[Document passage — start]
Oosthuizen P, Emsley R, Turner HJ, Keyter N. A randomized, controlled comparison of the efficacy and tolerability of low and high doses of haloperidol in the treatment of first-episode psychosis The International Journal of Neuropsychopharmacology (2004), 7:125–131

This study was conducted to determine which of two doses of haloperidol (Haldol) would be more effective for patients who are new to schizophrenia. In America, we are quick to go to second generation antipsychotics like Risperdal or Zyprexa, but outside of the US, Haldol is still used frequently because of its cost effectiveness and its high potency. People often stay away from Haldol because of the greater risk for side effects like tardive dyskinesia (a movement disorder) and other long term side effects. Also, since Haldol is older and off patent, it is not marketed and can sometimes be forgotten. There are some who argue that the new antipsychotics are only marginal improvements and therefore we are quick to ignore Haldol. Anyways, regardless of the debate, these authors wanted to know if a higher dose of Haldol was better to give or if it would be just as effective but more likely to give side effects.
[Document passage — finish]
== Instructions ==
1 - Decide whether each statement below agrees with the passage on the haloperidol dose study. For each one, answer yes or no and quote the words from the passage that settle it.
(a) The study compared two doses of haloperidol in patients new to schizophrenia.
(b) Outside the US, haloperidol is rarely used because of its cost.
(c) Haldol is still actively marketed because it remains under patent.
2 - Continue the passage on the haloperidol dose study, picking up after its last sentence.
[Given data — start]
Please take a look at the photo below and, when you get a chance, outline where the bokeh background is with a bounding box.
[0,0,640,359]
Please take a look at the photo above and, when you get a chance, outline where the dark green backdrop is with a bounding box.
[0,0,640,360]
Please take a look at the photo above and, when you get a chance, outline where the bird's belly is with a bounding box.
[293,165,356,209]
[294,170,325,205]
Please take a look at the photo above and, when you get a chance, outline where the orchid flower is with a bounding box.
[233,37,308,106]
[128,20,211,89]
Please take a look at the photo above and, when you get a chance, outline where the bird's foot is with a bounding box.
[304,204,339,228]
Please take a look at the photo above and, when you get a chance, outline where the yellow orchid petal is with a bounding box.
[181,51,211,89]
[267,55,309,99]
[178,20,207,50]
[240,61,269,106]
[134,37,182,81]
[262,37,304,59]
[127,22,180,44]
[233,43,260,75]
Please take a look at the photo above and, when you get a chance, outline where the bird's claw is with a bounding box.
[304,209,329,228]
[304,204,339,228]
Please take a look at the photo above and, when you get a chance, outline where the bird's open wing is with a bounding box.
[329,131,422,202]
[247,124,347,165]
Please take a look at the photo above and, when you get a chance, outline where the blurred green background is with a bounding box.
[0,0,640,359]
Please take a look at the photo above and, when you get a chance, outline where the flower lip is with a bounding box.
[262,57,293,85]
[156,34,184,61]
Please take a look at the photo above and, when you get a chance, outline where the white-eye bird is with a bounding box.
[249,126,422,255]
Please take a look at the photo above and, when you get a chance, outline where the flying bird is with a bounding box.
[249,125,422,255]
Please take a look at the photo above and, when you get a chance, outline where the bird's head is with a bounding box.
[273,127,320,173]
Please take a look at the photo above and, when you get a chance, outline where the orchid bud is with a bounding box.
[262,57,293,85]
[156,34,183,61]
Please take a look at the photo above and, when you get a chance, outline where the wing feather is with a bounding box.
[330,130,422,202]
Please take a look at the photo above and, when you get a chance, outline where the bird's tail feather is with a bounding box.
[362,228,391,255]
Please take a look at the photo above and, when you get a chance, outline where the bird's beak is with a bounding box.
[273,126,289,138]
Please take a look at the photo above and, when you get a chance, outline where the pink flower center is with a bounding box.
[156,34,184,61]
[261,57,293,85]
[Given data — finish]
== Answers by item number ==
1 -
(a) Yes: "This study was conducted to determine which of two doses of haloperidol (Haldol) would be more effective for patients who are new to schizophrenia."
(b) No: "outside of the US, Haldol is still used frequently because of its cost effectiveness and its high potency."
(c) No: "since Haldol is older and off patent, it is not marketed and can sometimes be forgotten."

2 -
The authors chose to compare a 2mg per day of Haldol group versus an 8 mg per day group. They came up with those doses based on previous data that suggested that 8 mg was a threshold dose for the initiation of side effects. The authors ultimately found that 2mg and 8mg were equally effective but that the 8mg group did have some higher side effects. One side effect was an increase in prolactin (a hormone that is involved in production of breast milk and in growing breast tissue.) They also showed that both groups had movement disorders (called EPS or parkinsonian movments) but that 8mg was worse than 2mg. They also thought that the 2mg did marginally better on negative symptoms than did the 8mg group.

Overall, this study is interesting because in many situations it is worthwhile, though debatable, to consider starting with Haldol first when someone has new symptoms requiring treatment with an antipsychotic. While it is probably better to try a 2nd generation antipsychotic first when available one can see treatment effects from Haldol. It would be better based on these data to start at 2mg per day than a higher dose though individuals vary such that it may be necessary to start at 5mg daily or higher doses if the psychotic symptoms don’t remit. If you or someone you know is on Haldol, you should not consider changing the dose based on this study but if you have questions you can ask your doctor.

This study was supported by the Medical Research Council of South Africa.